-- SOURCE TEXT follows --

Activity-Based Anorexia alters genomic glucocorticoid signaling in the amygdala and induces cognitive and emotional impairments in adolescent female rats

Background Anorexia Nervosa (AN) is a psychiatric disorder affecting mainly adolescent females, characterized by dietary restriction and compulsive exercise, reinforced by emotional instability. AN patients show high cortisol plasma levels, index of a hyperactivated Hypothalamic-Pituitary-Adrenal (HPA) axis, suggesting its role in AN maladaptive behaviors. Thus, we investigated the impact of AN history on stress-related mechanisms in a stress-responsive brain area (amygdala) by means of the Activity-Based Anorexia (ABA) model, which combines food restriction and physical activity, and on cognitive and emotional behaviors. Methods At post-natal day[P]38 adolescent female rats were exposed to food restriction (food access 2 h/day) and wheel access (22h/day) till P42, the acute phase. Half of the animals underwent a bodyweight recovery period until P49. At both timepoints, molecular analysis were performed in the amygdala through Western Blot and RT-PCR. Spatial memory and anxiety-like behavior were assessed at P42 and/or P49 through the spatial order object recognition (SOOR) and elevated plus maze (EPM) test, respectively. Results At P42, ABA rats showed enhanced corticosterone plasma levels, increased nuclear shuttling of the glucocorticoid receptor (GR) and transcription of GR-responsive genes, as Sgk1 and Gilz. All these effects were downregulated below control levels after recovery. In parallel, ABA rats showed long-lasting spatial memory impairment and a tendency toward anxiolytic-like behaviors at P49. Conclusion These data suggest a long-lasting impairment of GR system in amygdala that might sustain, at least in part, the increased vulnerability of AN patients to psychiatric comorbidities and to relapse.

-- SOURCE TEXT concluded --
-- PROVIDED MATERIAL follows --

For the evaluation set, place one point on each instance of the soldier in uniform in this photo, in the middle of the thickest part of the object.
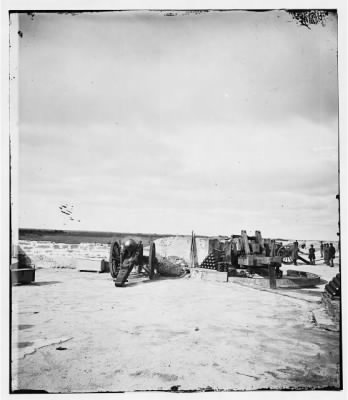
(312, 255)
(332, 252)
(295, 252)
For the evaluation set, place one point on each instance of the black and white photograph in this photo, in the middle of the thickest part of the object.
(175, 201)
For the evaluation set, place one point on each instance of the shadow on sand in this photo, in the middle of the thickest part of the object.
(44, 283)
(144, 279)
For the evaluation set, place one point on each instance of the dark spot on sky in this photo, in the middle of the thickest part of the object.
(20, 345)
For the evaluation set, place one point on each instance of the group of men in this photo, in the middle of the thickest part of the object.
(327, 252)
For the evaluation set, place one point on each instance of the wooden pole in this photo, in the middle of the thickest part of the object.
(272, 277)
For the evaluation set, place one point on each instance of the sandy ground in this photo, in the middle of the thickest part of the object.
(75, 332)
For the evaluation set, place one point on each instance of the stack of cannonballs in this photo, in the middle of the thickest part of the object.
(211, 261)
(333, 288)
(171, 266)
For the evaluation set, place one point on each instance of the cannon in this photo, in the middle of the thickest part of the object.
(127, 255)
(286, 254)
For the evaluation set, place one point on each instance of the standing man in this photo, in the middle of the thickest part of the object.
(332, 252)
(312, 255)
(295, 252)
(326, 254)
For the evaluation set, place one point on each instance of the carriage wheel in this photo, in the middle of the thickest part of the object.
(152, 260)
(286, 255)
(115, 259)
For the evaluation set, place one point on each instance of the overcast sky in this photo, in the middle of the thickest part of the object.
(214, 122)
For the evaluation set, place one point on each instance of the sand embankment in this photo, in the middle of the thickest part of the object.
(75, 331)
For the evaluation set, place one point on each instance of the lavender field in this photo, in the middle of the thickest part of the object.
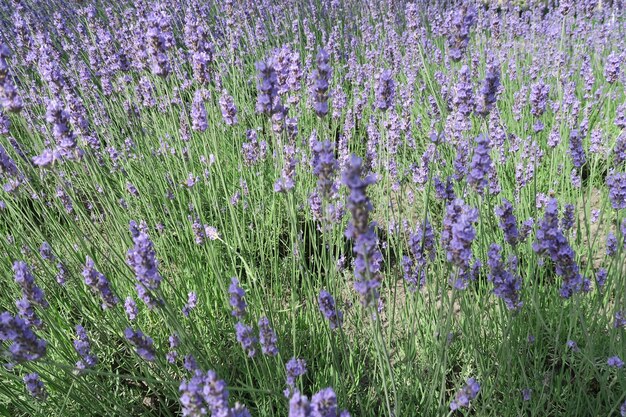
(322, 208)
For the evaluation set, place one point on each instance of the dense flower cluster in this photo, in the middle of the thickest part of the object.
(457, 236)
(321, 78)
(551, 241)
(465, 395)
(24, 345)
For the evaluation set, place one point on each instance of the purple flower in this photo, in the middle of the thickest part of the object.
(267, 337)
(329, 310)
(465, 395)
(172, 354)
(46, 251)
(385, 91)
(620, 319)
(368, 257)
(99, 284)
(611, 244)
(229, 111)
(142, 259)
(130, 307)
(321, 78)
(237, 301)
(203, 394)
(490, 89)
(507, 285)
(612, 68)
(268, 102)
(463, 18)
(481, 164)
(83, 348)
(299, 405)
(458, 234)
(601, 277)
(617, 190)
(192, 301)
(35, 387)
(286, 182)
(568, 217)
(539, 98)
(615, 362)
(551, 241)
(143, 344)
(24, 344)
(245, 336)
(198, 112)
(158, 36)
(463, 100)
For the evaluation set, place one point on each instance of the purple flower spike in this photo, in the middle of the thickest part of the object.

-- PROVIDED MATERIAL concluded --

In the abstract on activity-based anorexia in adolescent female rats, which test was used to assess anxiety-like behavior?

> **PROBLEM SOLUTION**:
The elevated plus maze (EPM) test.